→ SHORT PROBLEM:
Render the following data as a numbered list with no blank lines, covering all of it but leaving out the pictures.

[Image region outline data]
──────

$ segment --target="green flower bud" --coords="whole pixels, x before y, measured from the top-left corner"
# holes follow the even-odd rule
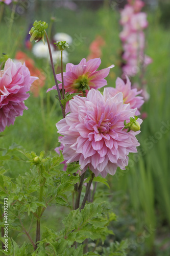
[[[56,46],[58,46],[58,49],[60,51],[63,51],[66,47],[67,47],[67,48],[69,48],[68,45],[66,42],[66,41],[61,41],[60,42],[57,41],[57,42],[54,42],[54,44]]]
[[[135,121],[129,127],[129,129],[133,132],[137,132],[140,129],[140,126],[137,121]]]
[[[33,26],[34,27],[31,29],[29,32],[31,36],[30,41],[32,42],[33,40],[35,40],[37,42],[42,39],[44,45],[44,30],[48,27],[48,24],[45,22],[42,22],[41,20],[39,22],[36,20]]]
[[[39,164],[40,163],[41,160],[39,157],[35,157],[33,159],[33,163],[34,164]]]
[[[128,123],[127,123],[126,120],[125,120],[124,122],[125,126],[123,130],[128,129],[127,133],[129,133],[131,130],[133,131],[133,132],[139,131],[140,126],[139,123],[136,121],[138,117],[137,116],[134,116],[134,118],[131,117],[130,118],[130,122]]]

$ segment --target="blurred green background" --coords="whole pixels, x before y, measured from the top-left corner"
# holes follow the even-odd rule
[[[111,227],[115,237],[110,238],[108,243],[128,238],[130,256],[170,254],[170,4],[150,2],[154,4],[148,4],[144,9],[149,23],[145,31],[146,54],[153,61],[145,75],[150,98],[141,111],[148,116],[138,136],[141,145],[138,154],[130,156],[129,170],[118,169],[114,176],[107,177],[110,190],[105,199],[118,216],[117,222]],[[45,21],[49,25],[51,17],[56,18],[52,24],[51,38],[57,32],[67,33],[73,39],[81,38],[80,44],[73,44],[68,51],[69,62],[75,65],[88,55],[89,46],[96,36],[102,36],[106,44],[102,48],[100,69],[115,65],[107,78],[108,85],[115,87],[116,78],[122,74],[119,8],[125,3],[125,1],[28,0],[18,3],[18,14],[14,16],[13,24],[12,5],[5,7],[0,27],[1,56],[5,53],[14,58],[17,51],[21,50],[46,76],[39,96],[31,94],[26,101],[29,110],[2,133],[1,148],[8,148],[16,143],[38,154],[44,150],[48,154],[59,145],[55,124],[61,113],[55,98],[56,92],[46,93],[47,88],[55,84],[50,64],[46,59],[36,58],[25,47],[26,37],[34,20]],[[132,81],[134,81],[133,78]],[[8,175],[14,178],[30,168],[29,164],[12,159],[4,163],[9,168]]]

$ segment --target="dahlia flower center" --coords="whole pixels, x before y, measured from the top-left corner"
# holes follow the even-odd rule
[[[90,90],[90,87],[88,86],[88,80],[87,77],[84,75],[81,76],[75,80],[74,87],[79,91],[82,91],[83,92],[86,90]]]
[[[103,122],[98,128],[98,131],[100,133],[107,133],[111,129],[112,126],[112,123],[109,121]]]

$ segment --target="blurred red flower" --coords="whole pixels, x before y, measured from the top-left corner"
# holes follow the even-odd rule
[[[38,97],[41,88],[45,84],[45,75],[42,70],[39,69],[35,66],[35,62],[24,52],[18,51],[15,55],[15,59],[21,62],[25,62],[26,66],[29,69],[31,75],[37,76],[39,79],[34,81],[31,87],[31,92],[34,97]]]

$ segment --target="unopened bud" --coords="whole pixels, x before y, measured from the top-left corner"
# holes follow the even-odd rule
[[[34,164],[39,164],[40,163],[41,160],[39,157],[35,157],[33,159],[33,163]]]
[[[140,125],[137,121],[135,121],[129,127],[130,129],[133,132],[137,132],[140,129]]]

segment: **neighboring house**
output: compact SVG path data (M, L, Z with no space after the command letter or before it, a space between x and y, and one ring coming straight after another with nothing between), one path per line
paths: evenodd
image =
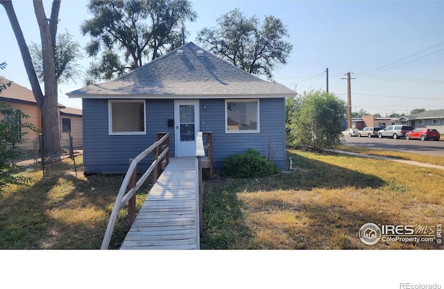
M69 134L72 137L73 148L80 148L83 144L82 110L71 107L60 108L62 131L60 143L69 143Z
M170 133L173 157L195 155L197 132L212 132L216 170L223 157L249 148L264 157L271 150L284 168L284 100L296 94L192 42L117 80L67 94L83 99L85 173L125 172L161 132Z
M10 80L0 76L0 82L8 83ZM24 114L28 116L28 119L19 120L18 121L31 123L39 130L42 130L42 114L40 109L35 101L34 94L31 90L11 82L11 85L7 87L0 94L0 102L6 103L12 107L15 110L21 110ZM58 116L60 128L62 124L70 123L71 128L71 136L76 148L81 148L82 146L82 110L69 107L66 107L60 104L58 105ZM66 129L65 132L66 132ZM39 132L31 130L24 129L26 132L24 139L33 139L38 137ZM63 146L66 144L67 134L62 128L60 128L60 143ZM69 139L67 139L69 140Z
M407 124L413 128L428 128L438 130L444 134L444 110L429 110L401 116L398 119L402 124Z

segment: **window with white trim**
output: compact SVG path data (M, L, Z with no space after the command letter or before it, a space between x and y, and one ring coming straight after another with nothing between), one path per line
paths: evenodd
M108 100L110 134L146 134L145 100Z
M225 132L260 132L258 99L225 100Z

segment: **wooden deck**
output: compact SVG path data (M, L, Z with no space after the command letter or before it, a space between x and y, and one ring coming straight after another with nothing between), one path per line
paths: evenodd
M195 157L170 159L120 249L199 249Z

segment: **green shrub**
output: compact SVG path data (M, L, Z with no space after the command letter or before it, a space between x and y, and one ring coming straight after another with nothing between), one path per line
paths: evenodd
M233 177L261 177L279 173L259 152L249 148L244 154L234 154L222 159L222 175Z

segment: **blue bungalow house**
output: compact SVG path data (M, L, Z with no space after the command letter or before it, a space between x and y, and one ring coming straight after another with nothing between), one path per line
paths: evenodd
M258 78L192 42L110 82L67 95L83 100L85 172L123 173L128 159L170 134L171 157L194 155L212 132L214 165L249 148L286 164L285 98L296 92Z

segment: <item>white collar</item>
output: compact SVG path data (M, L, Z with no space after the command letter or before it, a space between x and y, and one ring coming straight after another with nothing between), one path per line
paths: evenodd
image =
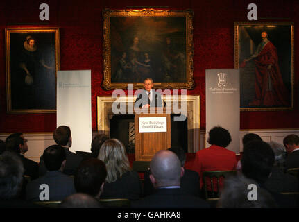
M299 148L296 148L296 149L293 150L293 151L291 152L291 153L293 153L293 151L299 151Z

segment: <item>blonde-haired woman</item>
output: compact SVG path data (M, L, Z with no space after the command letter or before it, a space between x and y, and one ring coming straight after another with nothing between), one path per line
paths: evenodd
M100 148L98 159L107 168L106 182L101 198L137 200L142 195L138 173L132 170L123 143L117 139L106 140Z

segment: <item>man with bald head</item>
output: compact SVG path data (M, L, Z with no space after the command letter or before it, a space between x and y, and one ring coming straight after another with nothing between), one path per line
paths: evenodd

──────

→ ANSWER BELOW:
1. $ segment --target="green flower bud" --coords="whole pixels, x before y, measured from the top-left corner"
2. # holes follow the even-odd rule
3. [[[56,46],[58,46],[58,49],[60,51],[63,51],[66,47],[67,47],[67,48],[69,48],[68,45],[66,42],[66,41],[61,41],[60,42],[57,41],[57,42],[54,42],[54,44]]]
4. [[[135,121],[129,127],[129,129],[133,132],[137,132],[140,129],[140,126],[137,121]]]
5. [[[33,26],[34,27],[31,29],[29,32],[31,36],[30,41],[32,42],[33,40],[35,40],[37,42],[42,39],[44,45],[44,30],[48,27],[48,24],[45,22],[42,22],[41,20],[39,22],[36,20]]]
6. [[[39,164],[40,163],[41,160],[39,157],[35,157],[33,159],[33,163],[34,164]]]
7. [[[128,123],[127,123],[126,120],[125,120],[124,122],[125,126],[123,130],[128,129],[127,133],[129,133],[131,130],[133,131],[133,132],[139,131],[140,126],[139,123],[136,121],[138,117],[137,116],[134,116],[134,118],[131,117],[130,118],[130,122]]]
8. $ segment --target="blurred green background" --coords="whole pixels, x before y, measured from the top-left corner"
9. # holes follow the even-odd rule
10. [[[111,227],[115,237],[110,238],[108,243],[128,238],[130,256],[170,254],[170,4],[150,2],[154,4],[148,4],[144,9],[149,23],[145,31],[146,54],[153,61],[145,75],[150,98],[141,111],[148,116],[138,136],[141,145],[138,154],[130,156],[129,170],[118,169],[114,176],[107,177],[110,190],[105,199],[118,216],[117,222]],[[45,21],[49,25],[51,17],[56,18],[52,24],[51,38],[57,32],[67,33],[73,39],[81,38],[80,44],[73,44],[68,51],[69,62],[75,65],[88,55],[89,46],[96,36],[102,36],[106,44],[102,48],[100,69],[115,65],[107,78],[108,85],[115,87],[116,78],[122,74],[119,8],[125,3],[125,1],[28,0],[18,3],[18,14],[14,16],[13,24],[12,5],[5,7],[0,27],[1,56],[5,53],[14,58],[17,51],[21,50],[46,76],[39,96],[31,94],[26,101],[29,110],[2,133],[1,148],[8,148],[16,143],[38,154],[44,150],[48,154],[59,145],[55,124],[61,113],[55,98],[56,92],[46,93],[47,88],[55,84],[50,64],[46,59],[36,58],[25,47],[26,37],[34,20]],[[132,81],[134,81],[133,78]],[[8,175],[14,178],[30,168],[29,164],[12,159],[4,163],[9,168]]]
11. $ segment --target="dahlia flower center" --coords="whole pixels, x before y, measured from the top-left corner"
12. # holes follow the even-odd rule
13. [[[90,90],[90,87],[88,86],[88,80],[87,77],[84,75],[81,76],[75,80],[74,87],[79,91],[82,91],[83,92],[86,90]]]
14. [[[103,122],[98,128],[98,131],[100,133],[107,133],[111,129],[112,126],[112,123],[109,121]]]
15. $ segment --target="blurred red flower" --coords="whole pixels, x before y, measured from the top-left corner"
16. # holes follow the even-odd rule
17. [[[38,97],[41,88],[45,84],[45,75],[42,70],[39,69],[35,66],[35,62],[24,52],[18,51],[15,55],[15,59],[21,62],[25,62],[26,66],[29,69],[31,75],[37,76],[39,79],[34,81],[31,87],[31,92],[34,97]]]
18. $ segment --target="unopened bud" --coords="whole pixels, x before y, measured from the top-left corner"
19. # holes follow the even-odd rule
20. [[[34,164],[39,164],[40,163],[41,160],[39,157],[35,157],[33,159],[33,163]]]
21. [[[140,125],[137,121],[135,121],[129,127],[130,129],[133,132],[137,132],[140,129]]]
22. segment: **neighboring house**
23. output: compact SVG path data (M, L, Z with no space after the command letter or before it, a space between x and y, and one ring coming straight after another with nothing between), one path per line
24. paths: evenodd
25. image =
26. M69 134L72 137L73 148L80 148L83 144L82 110L71 107L60 108L62 131L60 143L69 143Z
27. M170 133L173 157L195 155L197 132L212 132L216 170L223 157L249 148L264 157L271 150L284 168L284 100L296 94L192 42L117 80L67 94L83 99L85 173L125 172L161 132Z
28. M10 80L0 76L0 82L8 83ZM24 114L28 116L28 119L19 120L18 121L31 123L39 130L42 130L42 114L40 109L35 101L34 94L31 90L11 82L11 85L7 87L0 94L0 102L6 103L12 107L15 110L21 110ZM58 116L60 128L62 124L70 123L71 128L71 136L76 148L81 148L82 146L82 110L69 107L66 107L60 104L58 105ZM66 129L65 132L66 132ZM39 132L31 130L24 129L26 132L24 139L33 139L38 137ZM63 146L66 144L67 134L62 128L60 128L60 143ZM69 139L67 139L69 140Z
29. M407 124L413 128L428 128L438 130L444 134L444 110L429 110L401 116L398 119L402 124Z
30. segment: **window with white trim**
31. output: compact SVG path data (M, L, Z with no space after the command letter or before it, a space between x and y, and one ring coming straight after another with nothing between), one path per line
32. paths: evenodd
33. M108 100L110 134L146 134L145 100Z
34. M225 132L260 132L258 99L225 100Z
35. segment: **wooden deck**
36. output: compact SVG path data (M, L, Z with no space after the command letter or before it, a space between x and y, and one ring coming straight after another with nothing between), one path per line
37. paths: evenodd
38. M195 157L170 159L120 249L199 249Z
39. segment: **green shrub**
40. output: compact SVG path data (M, L, Z with no space after the command letter or before it, a space between x and y, and one ring coming straight after another with nothing between), one path per line
41. paths: evenodd
42. M233 177L261 177L279 173L259 152L249 148L244 154L234 154L222 159L222 175Z
43. segment: **blue bungalow house**
44. output: compact SVG path data (M, L, Z with no space after the command letter or before it, a space between x and y, and one ring coming straight after another with nothing between), one path per line
45. paths: evenodd
46. M258 78L192 42L110 82L67 95L83 100L85 172L123 173L128 159L170 134L171 157L194 155L212 132L214 165L249 148L286 164L285 98L296 92Z
47. segment: <item>white collar</item>
48. output: compact SVG path data (M, L, Z with no space after the command letter or before it, a space between x and y, and one ring coming straight after another with nothing between), one path per line
49. paths: evenodd
50. image =
51. M299 148L296 148L296 149L293 150L293 151L291 152L291 153L293 153L293 151L299 151Z
52. segment: <item>blonde-haired woman</item>
53. output: compact SVG path data (M, L, Z with no space after the command letter or before it, a space between x and y, and one ring coming straight after another with nothing between), one path per line
54. paths: evenodd
55. M100 148L98 159L107 168L106 182L101 198L137 200L142 195L138 173L132 170L123 143L117 139L106 140Z
56. segment: <item>man with bald head</item>
57. output: compact SVG path data (M, L, Z with no space after the command letter or before it, a space between x and y, and one ring coming straight after another with nothing between), one path per line
58. paths: evenodd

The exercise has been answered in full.